What to do:
Transcribe every line, keeping it exact.

--- start Data in this exercise ---

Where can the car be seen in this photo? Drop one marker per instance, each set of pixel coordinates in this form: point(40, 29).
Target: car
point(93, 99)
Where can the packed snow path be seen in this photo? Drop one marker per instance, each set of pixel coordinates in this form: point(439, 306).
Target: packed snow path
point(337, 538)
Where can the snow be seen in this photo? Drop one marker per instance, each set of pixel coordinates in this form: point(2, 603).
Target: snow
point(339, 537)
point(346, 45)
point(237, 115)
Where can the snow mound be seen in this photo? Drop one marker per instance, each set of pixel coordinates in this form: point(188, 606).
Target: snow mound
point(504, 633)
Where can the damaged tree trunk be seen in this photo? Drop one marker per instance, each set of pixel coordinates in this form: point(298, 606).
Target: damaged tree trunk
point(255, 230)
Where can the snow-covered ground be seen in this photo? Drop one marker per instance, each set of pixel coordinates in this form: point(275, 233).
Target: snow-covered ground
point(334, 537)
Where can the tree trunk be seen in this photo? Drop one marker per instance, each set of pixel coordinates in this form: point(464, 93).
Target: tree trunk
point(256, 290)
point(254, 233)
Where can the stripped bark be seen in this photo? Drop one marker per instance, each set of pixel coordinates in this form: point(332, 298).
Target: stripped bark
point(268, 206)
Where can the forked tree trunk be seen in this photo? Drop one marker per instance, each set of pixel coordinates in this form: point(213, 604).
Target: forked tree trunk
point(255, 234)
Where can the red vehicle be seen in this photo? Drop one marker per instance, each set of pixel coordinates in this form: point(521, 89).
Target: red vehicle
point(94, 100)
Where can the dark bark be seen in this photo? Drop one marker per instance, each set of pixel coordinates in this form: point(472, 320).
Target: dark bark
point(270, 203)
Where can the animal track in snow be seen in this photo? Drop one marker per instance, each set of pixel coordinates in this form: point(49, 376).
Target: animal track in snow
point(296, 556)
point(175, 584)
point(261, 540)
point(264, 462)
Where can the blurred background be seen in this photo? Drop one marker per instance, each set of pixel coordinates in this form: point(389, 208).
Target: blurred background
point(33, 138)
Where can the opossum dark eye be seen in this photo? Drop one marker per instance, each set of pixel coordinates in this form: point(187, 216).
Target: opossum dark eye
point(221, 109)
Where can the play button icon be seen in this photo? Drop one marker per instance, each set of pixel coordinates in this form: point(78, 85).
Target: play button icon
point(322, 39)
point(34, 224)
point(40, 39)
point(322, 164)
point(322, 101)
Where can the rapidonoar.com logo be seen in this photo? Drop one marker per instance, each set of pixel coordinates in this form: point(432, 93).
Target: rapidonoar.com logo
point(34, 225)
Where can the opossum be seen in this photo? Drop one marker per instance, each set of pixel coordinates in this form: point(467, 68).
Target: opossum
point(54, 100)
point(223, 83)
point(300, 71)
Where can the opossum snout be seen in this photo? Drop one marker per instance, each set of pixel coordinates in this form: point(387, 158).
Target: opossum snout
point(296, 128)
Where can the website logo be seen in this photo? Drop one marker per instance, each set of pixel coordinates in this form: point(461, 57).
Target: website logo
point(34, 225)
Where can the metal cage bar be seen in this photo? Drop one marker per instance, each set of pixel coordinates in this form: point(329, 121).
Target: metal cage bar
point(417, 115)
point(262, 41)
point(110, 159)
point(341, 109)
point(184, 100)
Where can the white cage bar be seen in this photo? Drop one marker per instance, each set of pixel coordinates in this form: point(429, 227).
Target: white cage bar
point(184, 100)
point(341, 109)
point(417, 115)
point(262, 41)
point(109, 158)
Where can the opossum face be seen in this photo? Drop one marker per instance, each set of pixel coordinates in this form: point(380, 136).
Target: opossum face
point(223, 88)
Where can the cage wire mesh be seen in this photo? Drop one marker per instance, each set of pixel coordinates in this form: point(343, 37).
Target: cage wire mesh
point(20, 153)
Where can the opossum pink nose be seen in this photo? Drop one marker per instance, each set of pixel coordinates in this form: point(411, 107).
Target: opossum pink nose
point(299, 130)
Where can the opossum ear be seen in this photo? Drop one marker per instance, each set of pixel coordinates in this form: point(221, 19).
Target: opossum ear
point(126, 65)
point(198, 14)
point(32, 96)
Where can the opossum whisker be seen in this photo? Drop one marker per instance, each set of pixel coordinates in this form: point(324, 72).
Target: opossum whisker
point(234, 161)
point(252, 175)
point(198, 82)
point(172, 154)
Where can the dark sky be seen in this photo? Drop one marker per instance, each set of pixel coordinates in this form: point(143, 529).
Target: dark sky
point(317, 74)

--- end Data in this exercise ---

Completed exercise:
Where can the car be seen in this photo? Drop one marker per instance, each set of pixel coordinates in this form: point(40, 29).
Target: car
point(93, 99)
Where can the packed snow path be seen in this photo? Drop one marker per instance, each set of pixel coordinates in this form: point(439, 306).
Target: packed snow path
point(337, 538)
Where can the snow be seen in this photo? Drop one marker per instance, each set of pixel coordinates in this form: point(2, 603).
Target: snow
point(339, 537)
point(346, 45)
point(237, 115)
Where can the snow mound be seen in this photo? Drop one marker per instance, each set of pixel coordinates in this form: point(188, 606).
Target: snow mound
point(504, 633)
Where can the damaged tree trunk be seen in this photo? Drop one marker per instance, each set of pixel coordinates in this form: point(298, 606).
Target: damaged tree trunk
point(255, 230)
Where can the snow-covered ground be seen in this photo? Drop one marker per instance, each set of pixel coordinates in this form: point(275, 233).
Target: snow-covered ground
point(334, 537)
Where can the tree trunk be seen in this photo? Drop one marker per instance, each set of pixel coordinates in this form: point(464, 93).
Target: tree trunk
point(256, 290)
point(254, 233)
Where can the stripped bark be seen in this photo? Drop one marker per instance, each set of pixel coordinates in this form: point(332, 298).
Target: stripped bark
point(268, 206)
Where can the forked tree trunk be seen in this photo? Drop one marker per instance, each set of pixel coordinates in this form: point(213, 604).
Target: forked tree trunk
point(255, 234)
Where can the red vehicle be seen in this photo? Drop one marker per instance, each set of pixel coordinates in this form: point(521, 89).
Target: red vehicle
point(94, 100)
Where can the dark bark be seen in this photo? Drop one marker per instance, each set of pixel coordinates in this form: point(472, 320).
Target: dark bark
point(270, 203)
Where can the animal track in snow be seen in this photo? Drop one marker per instance, each set of pixel coordinates in this form: point(49, 376).
Target: animal track in snow
point(296, 556)
point(175, 584)
point(261, 540)
point(264, 462)
Where can the blurred background be seen in this photo? Drop one marker per instance, each set of pixel coordinates in this form: point(389, 208).
Target: blurred background
point(33, 138)
Where can the opossum dark eye be seen in this photo? Drop one marker per instance, each set of pixel coordinates in this form: point(187, 216).
Target: opossum dark eye
point(221, 109)
Where can the play button icon be seen in this photo? Drop one marker per instance, each set of pixel coordinates in this form: point(78, 85).
Target: play button icon
point(322, 39)
point(34, 224)
point(40, 39)
point(322, 164)
point(322, 101)
Where can the rapidonoar.com logo be seen in this photo? Drop one marker per instance, each set of pixel coordinates in this form: point(432, 93).
Target: rapidonoar.com logo
point(34, 225)
Where can the opossum be seen in this photo? Drop one marker per instance, each set of pixel coordinates in this form: point(467, 68).
Target: opossum
point(54, 100)
point(223, 83)
point(300, 71)
Where can the opossum snout be seen in this photo? Drop one marker per instance, each set of pixel coordinates in this form: point(387, 158).
Target: opossum snout
point(296, 128)
Where can the website logo be seen in this photo? Drop one marker per instance, each set of pixel coordinates in this form: point(461, 57).
Target: website logo
point(34, 225)
Where can the metal cage bar be seen in this photo? Drop one marker per instance, each set of pixel coordinates in this form: point(329, 121).
Target: metal cage bar
point(417, 115)
point(262, 41)
point(110, 159)
point(341, 109)
point(184, 100)
Where can the white cage bar be seen in this photo? Drop one marker per instance, each set of pixel coordinates in this form: point(429, 227).
Target: white cage bar
point(184, 100)
point(341, 109)
point(417, 115)
point(262, 41)
point(109, 158)
Where can the opossum face be seen in this photo? Drop one marker per instance, each set of pixel coordinates in this form: point(380, 136).
Target: opossum face
point(223, 88)
Where can the cage wire mesh be seen in this photo? Drop one marker per instance, each set of pixel coordinates in this form: point(343, 37).
Target: cage wire mesh
point(20, 153)
Where can the opossum pink nose be seen in this photo? Drop one marker per instance, each set of pixel coordinates in this form: point(411, 107).
Target: opossum pink nose
point(299, 130)
Where can the opossum ear be seen in this photo? Drop one marker per instance, each set of pixel coordinates in this form: point(221, 19).
Target: opossum ear
point(126, 65)
point(198, 14)
point(32, 96)
Where can the opossum whisker be seen in this photo? Drop one marker per instance, each set of pixel coordinates in this form: point(324, 72).
Target: opossum whisker
point(234, 161)
point(252, 175)
point(198, 82)
point(172, 154)
Where can the dark sky be seen in this photo? Drop one marker per instance, each set of pixel coordinates in this form: point(143, 529).
Target: dark sky
point(317, 74)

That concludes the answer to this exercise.